** Given instruction **
Return every line of the entries that contains the string "surface", treating uppercase and lowercase as different.

[Extracted records]
━━━━━━━━

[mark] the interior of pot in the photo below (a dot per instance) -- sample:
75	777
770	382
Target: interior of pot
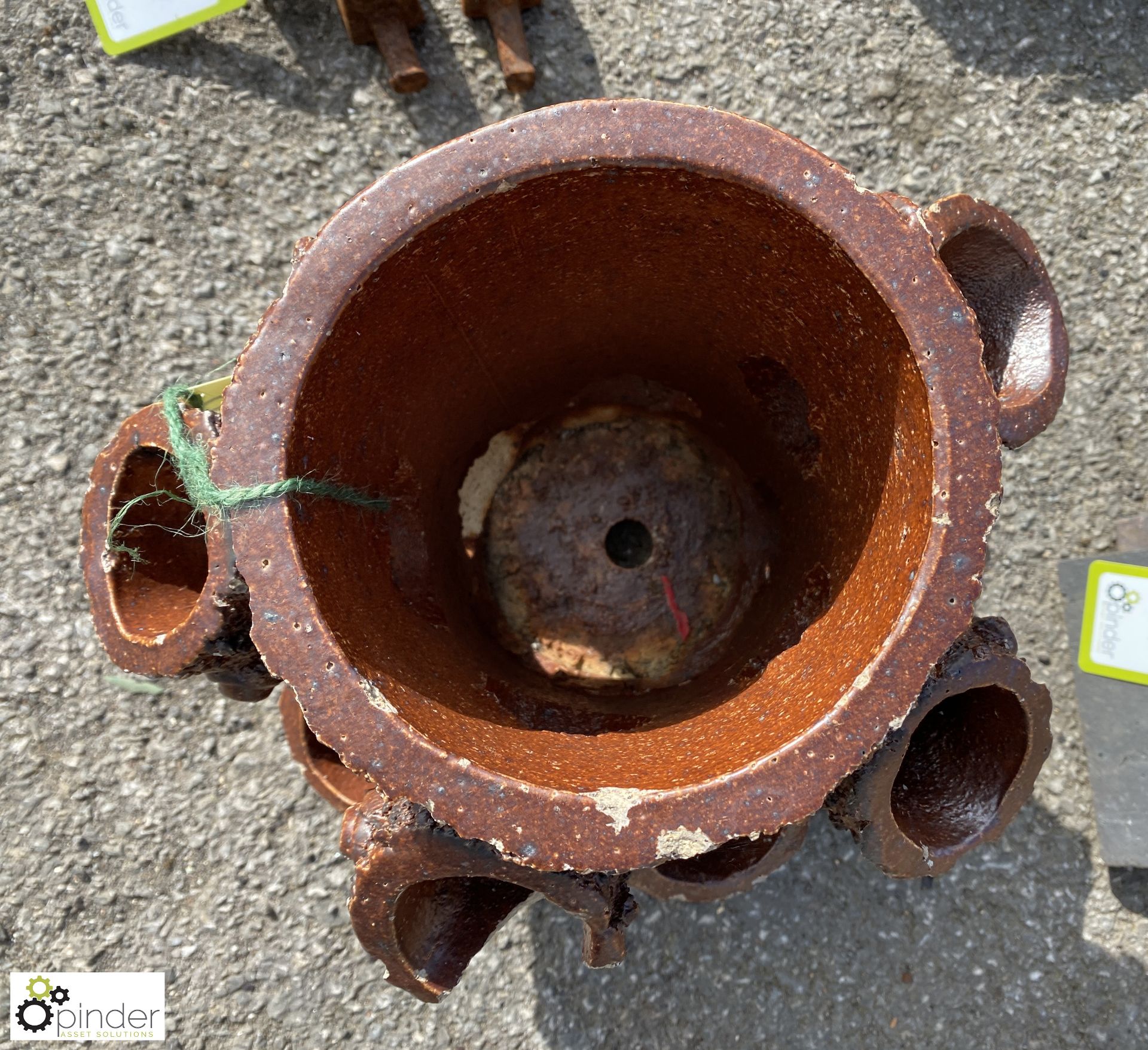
750	325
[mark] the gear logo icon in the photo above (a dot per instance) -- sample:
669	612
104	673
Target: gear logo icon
37	1011
36	1022
1119	594
39	982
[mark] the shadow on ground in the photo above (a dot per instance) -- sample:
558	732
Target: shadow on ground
1090	50
828	951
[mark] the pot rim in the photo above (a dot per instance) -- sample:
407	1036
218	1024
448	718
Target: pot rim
613	829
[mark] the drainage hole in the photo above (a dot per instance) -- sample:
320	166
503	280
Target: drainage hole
630	543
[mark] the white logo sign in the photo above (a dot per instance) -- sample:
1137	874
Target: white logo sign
1115	636
86	1006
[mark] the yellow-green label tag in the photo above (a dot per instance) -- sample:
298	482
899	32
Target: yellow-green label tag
212	393
1114	638
126	25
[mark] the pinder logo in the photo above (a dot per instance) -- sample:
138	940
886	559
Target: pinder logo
1123	597
87	1007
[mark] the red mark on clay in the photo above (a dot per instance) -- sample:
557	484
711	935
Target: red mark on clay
680	619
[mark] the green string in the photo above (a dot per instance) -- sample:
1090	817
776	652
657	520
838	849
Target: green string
190	457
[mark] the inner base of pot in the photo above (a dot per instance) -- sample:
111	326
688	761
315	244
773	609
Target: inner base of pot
694	312
620	547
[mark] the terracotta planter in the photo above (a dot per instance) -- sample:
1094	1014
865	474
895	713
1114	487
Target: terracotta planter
182	610
692	454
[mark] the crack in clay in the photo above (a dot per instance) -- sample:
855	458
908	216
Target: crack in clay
375	697
682	844
617	802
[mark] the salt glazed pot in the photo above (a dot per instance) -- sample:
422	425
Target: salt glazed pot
692	447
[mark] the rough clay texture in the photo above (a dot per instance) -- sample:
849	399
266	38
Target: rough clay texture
151	204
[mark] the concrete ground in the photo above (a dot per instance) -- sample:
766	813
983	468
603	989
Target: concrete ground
149	207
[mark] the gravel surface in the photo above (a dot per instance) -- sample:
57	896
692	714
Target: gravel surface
149	209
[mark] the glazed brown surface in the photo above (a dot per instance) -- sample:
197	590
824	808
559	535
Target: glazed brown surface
182	609
621	291
826	352
962	765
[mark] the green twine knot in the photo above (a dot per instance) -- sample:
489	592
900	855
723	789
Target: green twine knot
190	458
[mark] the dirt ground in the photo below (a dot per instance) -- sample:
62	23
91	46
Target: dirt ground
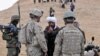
87	14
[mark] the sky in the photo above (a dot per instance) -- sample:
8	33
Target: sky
5	4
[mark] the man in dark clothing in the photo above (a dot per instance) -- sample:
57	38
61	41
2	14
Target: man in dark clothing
50	34
52	11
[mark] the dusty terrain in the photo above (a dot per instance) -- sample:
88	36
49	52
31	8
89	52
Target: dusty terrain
87	13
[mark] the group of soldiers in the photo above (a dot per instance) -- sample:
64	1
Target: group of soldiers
69	40
53	41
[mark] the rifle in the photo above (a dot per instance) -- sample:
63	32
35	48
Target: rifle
18	5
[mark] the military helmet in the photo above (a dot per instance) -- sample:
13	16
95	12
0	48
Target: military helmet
69	14
15	17
37	12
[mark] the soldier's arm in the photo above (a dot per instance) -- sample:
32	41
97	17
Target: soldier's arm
58	44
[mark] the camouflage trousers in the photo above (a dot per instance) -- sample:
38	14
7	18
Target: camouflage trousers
71	55
13	52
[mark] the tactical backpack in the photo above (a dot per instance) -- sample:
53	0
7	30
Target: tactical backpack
73	40
22	37
5	35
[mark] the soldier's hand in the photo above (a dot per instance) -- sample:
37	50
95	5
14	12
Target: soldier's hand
10	34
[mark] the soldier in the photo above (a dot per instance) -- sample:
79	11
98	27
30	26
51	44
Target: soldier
34	1
52	12
72	7
11	37
35	41
70	40
50	34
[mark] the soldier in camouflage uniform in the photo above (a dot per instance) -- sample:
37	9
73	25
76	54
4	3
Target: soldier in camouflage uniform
70	40
13	44
35	42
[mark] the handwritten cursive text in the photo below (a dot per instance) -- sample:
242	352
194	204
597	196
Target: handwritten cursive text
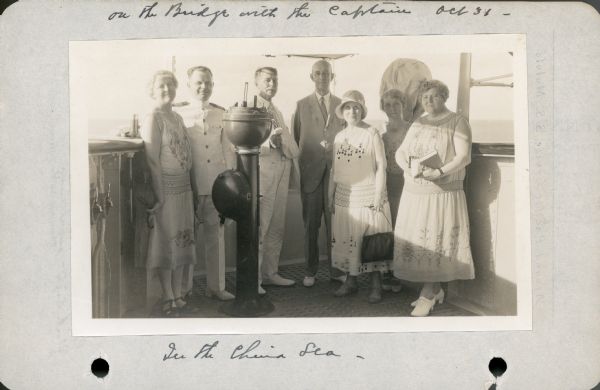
312	349
240	352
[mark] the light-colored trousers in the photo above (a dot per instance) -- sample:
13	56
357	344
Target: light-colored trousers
274	187
207	243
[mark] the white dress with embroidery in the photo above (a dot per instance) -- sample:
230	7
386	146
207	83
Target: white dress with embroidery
171	242
354	168
432	228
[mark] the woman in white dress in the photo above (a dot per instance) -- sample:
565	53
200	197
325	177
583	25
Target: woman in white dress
432	228
168	152
358	196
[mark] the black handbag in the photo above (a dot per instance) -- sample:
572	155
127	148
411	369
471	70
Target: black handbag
377	247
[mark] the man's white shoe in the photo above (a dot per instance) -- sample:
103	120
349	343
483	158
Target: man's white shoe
308	281
277	280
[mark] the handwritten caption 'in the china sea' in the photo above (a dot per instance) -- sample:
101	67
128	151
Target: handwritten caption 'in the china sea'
353	11
251	351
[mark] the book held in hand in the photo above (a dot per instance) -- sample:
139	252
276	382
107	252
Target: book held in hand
430	160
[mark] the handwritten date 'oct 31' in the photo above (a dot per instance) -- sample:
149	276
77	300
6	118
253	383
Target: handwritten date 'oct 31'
251	351
464	10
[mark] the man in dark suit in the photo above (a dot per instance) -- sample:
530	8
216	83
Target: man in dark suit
315	126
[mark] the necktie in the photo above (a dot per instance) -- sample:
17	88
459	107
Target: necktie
271	111
323	108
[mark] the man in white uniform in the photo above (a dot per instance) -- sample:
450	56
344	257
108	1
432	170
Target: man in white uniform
211	154
276	158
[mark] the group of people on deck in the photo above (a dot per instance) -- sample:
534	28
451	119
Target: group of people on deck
362	182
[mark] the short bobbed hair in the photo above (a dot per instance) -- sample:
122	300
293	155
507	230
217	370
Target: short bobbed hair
441	88
159	74
265	69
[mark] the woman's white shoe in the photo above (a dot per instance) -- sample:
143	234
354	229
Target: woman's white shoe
424	306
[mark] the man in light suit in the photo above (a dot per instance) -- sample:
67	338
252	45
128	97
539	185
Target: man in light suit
212	153
277	155
315	126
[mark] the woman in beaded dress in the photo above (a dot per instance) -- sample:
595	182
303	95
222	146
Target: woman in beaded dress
392	103
358	197
432	230
168	152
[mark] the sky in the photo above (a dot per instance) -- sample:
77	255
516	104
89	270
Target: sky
114	75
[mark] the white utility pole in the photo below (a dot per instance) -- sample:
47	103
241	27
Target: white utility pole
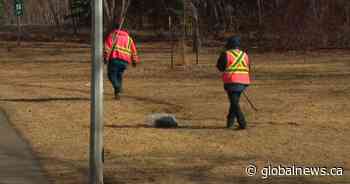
96	127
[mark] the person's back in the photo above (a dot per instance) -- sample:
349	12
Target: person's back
234	65
119	52
119	45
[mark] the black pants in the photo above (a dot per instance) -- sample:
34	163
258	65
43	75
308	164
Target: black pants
235	111
116	69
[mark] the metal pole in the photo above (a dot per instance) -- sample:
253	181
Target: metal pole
19	30
96	127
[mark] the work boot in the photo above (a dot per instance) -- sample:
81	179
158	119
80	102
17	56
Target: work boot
229	123
116	96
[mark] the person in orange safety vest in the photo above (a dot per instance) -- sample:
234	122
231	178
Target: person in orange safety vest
119	52
234	65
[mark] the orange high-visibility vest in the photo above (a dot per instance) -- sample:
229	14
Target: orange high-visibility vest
119	45
237	67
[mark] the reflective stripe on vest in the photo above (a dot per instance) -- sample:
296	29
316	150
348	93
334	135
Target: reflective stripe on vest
121	49
239	66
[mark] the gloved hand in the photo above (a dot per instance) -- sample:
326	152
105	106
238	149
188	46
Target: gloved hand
133	64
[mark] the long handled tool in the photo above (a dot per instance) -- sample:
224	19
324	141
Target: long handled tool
250	102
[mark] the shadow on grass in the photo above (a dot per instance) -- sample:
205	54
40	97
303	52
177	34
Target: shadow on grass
44	99
153	127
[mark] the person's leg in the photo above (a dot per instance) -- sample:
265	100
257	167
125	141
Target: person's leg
239	114
231	116
121	66
112	74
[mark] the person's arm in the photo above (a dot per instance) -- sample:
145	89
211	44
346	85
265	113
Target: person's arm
134	56
221	63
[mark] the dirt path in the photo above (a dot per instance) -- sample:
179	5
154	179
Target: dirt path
304	119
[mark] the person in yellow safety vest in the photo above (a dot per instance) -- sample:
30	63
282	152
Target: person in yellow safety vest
119	52
234	65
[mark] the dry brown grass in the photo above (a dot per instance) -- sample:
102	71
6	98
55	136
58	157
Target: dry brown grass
303	117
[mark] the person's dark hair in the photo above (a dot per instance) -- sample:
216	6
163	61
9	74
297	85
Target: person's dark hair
115	25
233	42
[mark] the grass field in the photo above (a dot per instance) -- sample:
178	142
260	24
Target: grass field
303	100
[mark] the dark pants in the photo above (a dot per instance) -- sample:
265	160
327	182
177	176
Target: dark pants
116	69
234	92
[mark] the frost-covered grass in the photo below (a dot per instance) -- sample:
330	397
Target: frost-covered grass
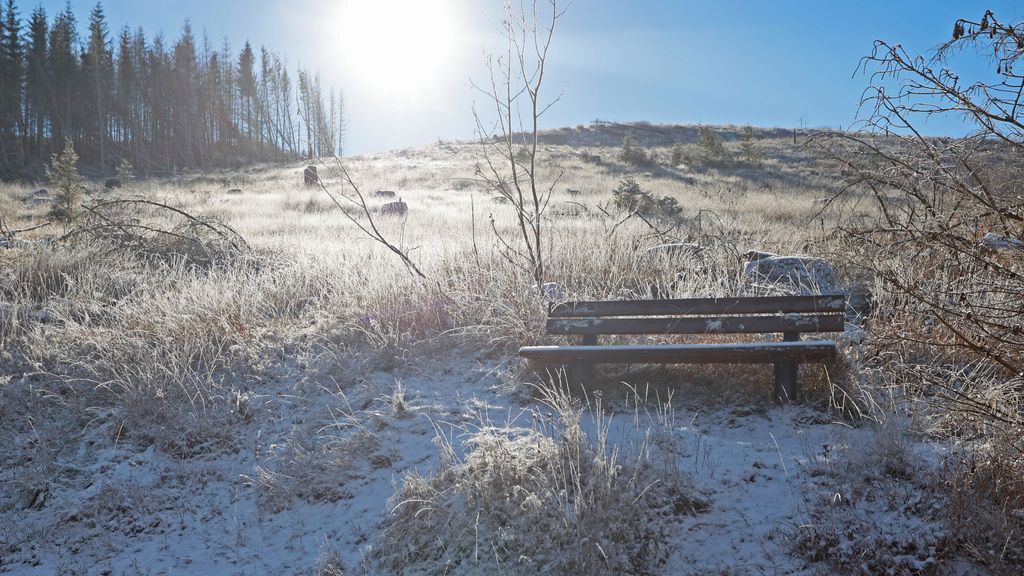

━━━━━━━━

** Task answer **
[mark] the gravel surface in the photo above (a dot per instance) -- sample:
Target: gravel surface
[mark] the glazed brown surface in the photo above (a dot per instance) -- sample:
Target: glazed brown surface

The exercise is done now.